* [Work instructions]
Would you repeat the whole listing exactly?

===============

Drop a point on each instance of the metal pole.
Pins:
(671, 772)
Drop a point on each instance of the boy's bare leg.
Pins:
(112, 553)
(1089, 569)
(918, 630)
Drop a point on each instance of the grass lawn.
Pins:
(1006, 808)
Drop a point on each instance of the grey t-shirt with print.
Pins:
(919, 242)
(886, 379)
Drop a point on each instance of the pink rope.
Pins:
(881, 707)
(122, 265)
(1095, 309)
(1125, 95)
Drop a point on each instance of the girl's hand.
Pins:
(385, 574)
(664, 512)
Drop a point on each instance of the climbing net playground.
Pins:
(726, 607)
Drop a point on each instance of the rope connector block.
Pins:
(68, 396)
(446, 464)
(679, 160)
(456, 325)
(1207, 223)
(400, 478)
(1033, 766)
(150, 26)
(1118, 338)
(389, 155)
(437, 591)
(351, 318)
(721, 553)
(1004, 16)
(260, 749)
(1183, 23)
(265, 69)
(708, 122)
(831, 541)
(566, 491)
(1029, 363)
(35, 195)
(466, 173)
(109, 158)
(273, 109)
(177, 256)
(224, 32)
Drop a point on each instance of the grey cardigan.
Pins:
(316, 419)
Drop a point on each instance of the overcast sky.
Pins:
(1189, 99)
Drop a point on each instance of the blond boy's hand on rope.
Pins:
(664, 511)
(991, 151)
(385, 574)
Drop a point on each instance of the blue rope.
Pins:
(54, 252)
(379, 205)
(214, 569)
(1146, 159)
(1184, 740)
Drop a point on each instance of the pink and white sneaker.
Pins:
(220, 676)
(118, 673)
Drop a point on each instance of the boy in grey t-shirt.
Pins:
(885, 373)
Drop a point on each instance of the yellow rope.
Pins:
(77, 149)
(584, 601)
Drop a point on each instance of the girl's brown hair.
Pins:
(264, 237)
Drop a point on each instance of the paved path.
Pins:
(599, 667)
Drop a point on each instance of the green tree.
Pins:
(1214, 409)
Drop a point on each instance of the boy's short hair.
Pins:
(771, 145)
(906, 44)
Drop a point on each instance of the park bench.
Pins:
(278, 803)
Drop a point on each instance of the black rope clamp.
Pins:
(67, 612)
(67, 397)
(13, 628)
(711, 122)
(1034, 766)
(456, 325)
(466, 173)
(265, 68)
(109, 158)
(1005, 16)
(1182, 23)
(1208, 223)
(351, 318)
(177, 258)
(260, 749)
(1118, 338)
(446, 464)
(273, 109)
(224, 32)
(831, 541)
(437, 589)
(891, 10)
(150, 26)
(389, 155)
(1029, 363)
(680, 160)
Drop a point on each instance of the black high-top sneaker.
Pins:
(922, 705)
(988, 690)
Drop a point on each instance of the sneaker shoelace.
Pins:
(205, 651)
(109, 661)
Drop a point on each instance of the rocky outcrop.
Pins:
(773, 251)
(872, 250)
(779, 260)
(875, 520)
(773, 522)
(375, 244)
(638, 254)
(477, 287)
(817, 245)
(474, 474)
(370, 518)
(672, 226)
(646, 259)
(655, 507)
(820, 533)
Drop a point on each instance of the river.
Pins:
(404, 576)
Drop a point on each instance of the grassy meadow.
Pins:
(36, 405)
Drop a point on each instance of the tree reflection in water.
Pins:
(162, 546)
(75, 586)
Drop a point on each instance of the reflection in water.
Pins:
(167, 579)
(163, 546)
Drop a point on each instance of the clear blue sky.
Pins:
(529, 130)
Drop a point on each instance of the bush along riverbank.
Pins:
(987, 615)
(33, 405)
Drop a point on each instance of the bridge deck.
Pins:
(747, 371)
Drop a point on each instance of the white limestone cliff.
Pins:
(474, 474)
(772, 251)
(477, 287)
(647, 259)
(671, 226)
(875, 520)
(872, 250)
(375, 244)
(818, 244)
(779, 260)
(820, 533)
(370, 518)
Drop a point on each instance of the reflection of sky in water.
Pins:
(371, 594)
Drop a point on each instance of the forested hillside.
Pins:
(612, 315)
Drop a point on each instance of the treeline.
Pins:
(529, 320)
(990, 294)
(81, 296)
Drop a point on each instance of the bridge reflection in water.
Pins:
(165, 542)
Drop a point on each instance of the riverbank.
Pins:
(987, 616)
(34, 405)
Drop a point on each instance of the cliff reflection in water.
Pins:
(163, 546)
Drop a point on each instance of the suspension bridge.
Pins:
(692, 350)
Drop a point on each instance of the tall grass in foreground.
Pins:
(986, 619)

===============

* [Response to this task]
Drop a point on each instance of the metal pole.
Pins:
(671, 772)
Drop a point on each instance of the boy's bare leg.
Pins:
(112, 553)
(1089, 569)
(918, 630)
Drop a point on each instance of the grass lawn.
Pins:
(1006, 808)
Drop a point on each instance of the grey t-shirt with print.
Pins:
(919, 242)
(886, 379)
Drop a point on each instance of the pink rope.
Pins:
(881, 707)
(122, 265)
(1095, 309)
(1125, 95)
Drop a point on each instance of the girl's hand.
Pins:
(385, 574)
(664, 512)
Drop a point on each instance of the climbing net playground.
Pins:
(726, 607)
Drop a point on each instance of the rope connector block.
Pins:
(68, 396)
(446, 464)
(679, 160)
(456, 325)
(1207, 223)
(400, 478)
(1033, 766)
(150, 26)
(1118, 338)
(389, 155)
(437, 591)
(351, 318)
(721, 553)
(1004, 16)
(260, 749)
(1183, 23)
(265, 69)
(708, 122)
(831, 541)
(566, 491)
(1029, 363)
(35, 195)
(466, 173)
(109, 158)
(273, 109)
(177, 256)
(224, 32)
Drop a point on each instance of the grey cardigan.
Pins:
(316, 419)
Drop a point on each instance of the overcast sky.
Pins:
(1189, 99)
Drop a point on each instance of the blond boy's hand on rope.
Pins:
(664, 511)
(991, 151)
(385, 574)
Drop a point on each instance of the blue rope.
Pins:
(54, 252)
(379, 205)
(214, 569)
(1146, 159)
(1184, 740)
Drop a point on each instance of the pink and white sneaker.
Pins:
(220, 676)
(118, 673)
Drop a point on each instance of the boy in grey t-shirt.
Pins:
(885, 373)
Drop a point on each instance of the yellow rope.
Pins:
(77, 149)
(584, 601)
Drop a point on each instance of the girl's brown hair.
Pins:
(264, 237)
Drop a point on each instance of the paved path.
Pins:
(599, 667)
Drop a point on each instance of the green tree.
Pins:
(1214, 409)
Drop a point on each instance of the boy's short hair.
Pins:
(771, 145)
(906, 44)
Drop a point on each instance of the park bench.
Pins:
(278, 803)
Drop a point on each instance of the black rope clamp.
Pins:
(67, 612)
(67, 397)
(13, 628)
(711, 122)
(1034, 766)
(456, 325)
(466, 173)
(265, 68)
(109, 158)
(1005, 16)
(1182, 23)
(1208, 223)
(351, 318)
(177, 258)
(260, 749)
(1118, 338)
(446, 464)
(273, 109)
(224, 32)
(831, 541)
(437, 589)
(891, 10)
(150, 26)
(389, 155)
(1029, 363)
(680, 160)
Drop a point on each instance of the black high-top sneaker.
Pins:
(922, 705)
(988, 690)
Drop a point on each instance of the sneaker shoelace.
Pins:
(205, 651)
(109, 661)
Drop a point on each instance of the rocky outcrop.
Pins:
(773, 251)
(872, 250)
(779, 260)
(875, 520)
(773, 522)
(375, 244)
(638, 254)
(477, 287)
(817, 245)
(474, 474)
(370, 518)
(672, 226)
(646, 259)
(655, 507)
(820, 533)
Drop a point on each instance of the river.
Pins:
(404, 576)
Drop a point on each instance of the grassy meadow.
Pins:
(36, 405)
Drop a point on each instance of the tree reflection in water.
Pins:
(162, 546)
(75, 586)
Drop a point on each instance of the reflection in water.
Pins:
(167, 579)
(163, 546)
Drop a point on each instance of the clear blue sky.
Pins:
(529, 130)
Drop a point on each instance of the bush along riverbank.
Pins:
(987, 615)
(33, 405)
Drop a point on each instance of the bridge deck.
Pins:
(747, 371)
Drop a point on each instance of the white limestone cliff.
Pins:
(474, 474)
(772, 251)
(477, 287)
(647, 259)
(671, 226)
(875, 520)
(872, 250)
(375, 244)
(818, 244)
(779, 260)
(820, 533)
(370, 518)
Drop a point on each instance of the reflection of sky in water.
Pins:
(371, 594)
Drop a point on each instance of the forested hillside.
Pins:
(612, 315)
Drop a point on each instance of the treeline.
Pins:
(529, 320)
(990, 294)
(81, 296)
Drop a point on each instance of the bridge reflection in water.
Pins:
(165, 542)
Drop a point on each instance of the riverbank.
Pins:
(987, 616)
(34, 405)
Drop a point on each instance of the cliff reflection in water.
Pins:
(163, 546)
Drop a point on each instance of the suspension bridge.
Pins:
(692, 350)
Drop a point on each instance of the tall grass in foreground.
Pins:
(986, 619)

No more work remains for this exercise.